» Qué hacer:
**a)** Traduce al inglés esta oración del fragmento sobre la política catalana: "Para algunos, ese rupturismo unilateral y divisorio asiste a sus últimos estertores."
**b)** Según el fragmento sobre la política catalana, ¿qué objetos se enviaron a varios dirigentes durante la campaña electoral madrileña?
**c)** Escribe, por favor, una continuación del fragmento sobre la política catalana que empiece después de su última oración.

» Fragmento para leer:
┌──
La política de trinchera que, durante años, se ha vivido en Cataluña debido a un procesismo que divide entre buenos y malos ciudadanos, se ha trasladado a Madrid. No es que el envío de balas y puñales ensangrentados sorprenda menos a quienes han asistido al independentismo más excluyente. Es que ese clima de violencia se ha normalizado tanto en Cataluña que las amenazas sufridas por varios dirigentes durante la campaña electoral madrileña no han generado la alarma social que era previsible.

Para algunos, ese rupturismo unilateral y divisorio asiste a sus últimos estertores. Para otros, un futuro gobierno independentista presidido por ERC, con Junts per Catalunya (JxCat) dentro o fuera del gobierno, desgarrará definitivamente a la sociedad catalana debido a la lucha por el poder de las dos formaciones secesionistas. Las declaraciones efectuadas, no solo por ese secesionismo recalcitrante, sino también por los máximos responsables de la salud pública, en relación a la falta de vacunación de agentes de la Policía Nacional y Guardia Civil, abonan la segunda tesis. Esta es, la de un Ejecutivo revanchista que no solo distingue entre catalanes de primera y segunda categoría, sino que introduce criterios de discriminación ideológica en la sanidad pública.
└──
» Ítems facilitados:
┌──
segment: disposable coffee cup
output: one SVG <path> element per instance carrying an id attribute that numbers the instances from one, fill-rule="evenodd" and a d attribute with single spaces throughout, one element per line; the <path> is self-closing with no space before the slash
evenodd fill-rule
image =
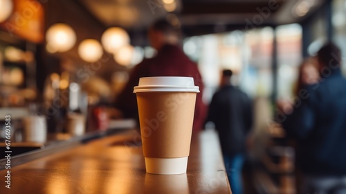
<path id="1" fill-rule="evenodd" d="M 47 139 L 46 118 L 43 116 L 30 116 L 23 119 L 23 141 L 24 142 L 45 143 Z"/>
<path id="2" fill-rule="evenodd" d="M 147 77 L 134 92 L 147 173 L 185 173 L 199 87 L 189 77 Z"/>
<path id="3" fill-rule="evenodd" d="M 85 133 L 85 117 L 80 114 L 67 115 L 66 124 L 67 132 L 71 136 L 80 136 Z"/>

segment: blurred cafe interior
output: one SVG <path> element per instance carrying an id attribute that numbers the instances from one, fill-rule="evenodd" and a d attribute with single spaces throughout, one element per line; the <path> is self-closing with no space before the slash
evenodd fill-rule
<path id="1" fill-rule="evenodd" d="M 204 104 L 223 69 L 253 101 L 244 193 L 299 193 L 276 105 L 325 43 L 346 55 L 346 0 L 0 0 L 1 193 L 231 193 L 212 123 L 192 134 L 187 175 L 158 179 L 145 174 L 137 122 L 114 107 L 156 55 L 148 27 L 159 19 L 180 29 Z"/>

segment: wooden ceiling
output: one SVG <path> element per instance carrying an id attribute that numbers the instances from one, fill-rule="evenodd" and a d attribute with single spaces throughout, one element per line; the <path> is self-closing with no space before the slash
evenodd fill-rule
<path id="1" fill-rule="evenodd" d="M 129 30 L 145 29 L 167 15 L 163 0 L 78 0 L 105 26 L 120 26 Z M 311 12 L 324 0 L 175 0 L 176 15 L 188 34 L 212 33 L 216 28 L 246 28 L 276 26 L 299 21 L 295 6 L 301 1 L 313 3 Z M 251 25 L 250 25 L 251 26 Z M 221 26 L 219 28 L 218 26 Z M 226 27 L 225 27 L 226 26 Z M 212 28 L 212 30 L 210 30 Z M 206 31 L 203 29 L 208 29 Z"/>

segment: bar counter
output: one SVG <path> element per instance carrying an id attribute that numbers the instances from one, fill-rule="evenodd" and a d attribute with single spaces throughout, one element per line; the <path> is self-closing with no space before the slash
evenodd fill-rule
<path id="1" fill-rule="evenodd" d="M 138 134 L 127 130 L 0 171 L 0 193 L 231 193 L 212 131 L 192 136 L 188 172 L 145 173 Z"/>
└──
» Resultados por tarea:
**a)** For some, that unilateral and divisive rupturism is in its final death throes.

**b)** Balas y puñales ensangrentados.

**c)**
Que el expresidente Carles Puigdemont --recordemos su pretensión de dirigir el futuro Govern desde Waterloo-- pretenda vengarse de los cuerpos de seguridad del Estado por su intervención en el referéndum del 1-O negándoles las vacunas contra el Covid, es escandaloso, populista y mezquino. Forma parte de ese registro tuitero, activista y soez, propio de los muy iniciados en el agitprop. Pero que un supuesto servidor público prive de derechos básicos a una parte de la población en función de su adscripción ideológica tiene mucho de totalitario y demofóbico.

Más grave es que, quienes tienen responsabilidad en la sanidad catalana, abonen esa tesis de que Policía Nacional y Guardia Civil no merecen ser protegidos ante la pandemia. El Tribunal Superior de Justicia de Cataluña ha sido tan contundente, como poco convincente son los argumentos del Govern sobre los retrasos en la inoculación a esos funcionarios públicos. Sencillamente, porque no los tiene. Mientras la consejera de Salud, Alba Vergès, convoca a TV3 a su despacho para quejarse de la injerencia judicial, el secretario de Salud Pública, Josep Maria Argimon, afirma que esa orden retrasará la vacunación de personas mayores de 70 años. Una reflexión que recuerda comparaciones nefastas sobre menores extranjeros que roban las pensiones a los jubilados.

Conviene recordar que Argimon ocupa hoy ese cargo, que mediáticamente defiende muy bien, por descarte. Porque no era ni la primera ni la segunda ni la tercera opción para sustituir a Joan Guix. Fue el Gobierno español quien hizo ver a Quim Torra, más preocupado por las quimeras procesistas que por los problemas reales, que era necesario poner fin a meses de vacante en ese puesto clave en mitad de una pandemia. Pero en un ambiente preelectoral, nadie quería asumir esa secretaría. Argimon, un activista independentista que nunca perdió el contacto telemático con Waterloo a través de Toni Comín, aceptó el cargo. Y gracias a sus declaraciones acumula galones independentistas a costa de una cuestión tan seria como es la vacunación de la población catalana.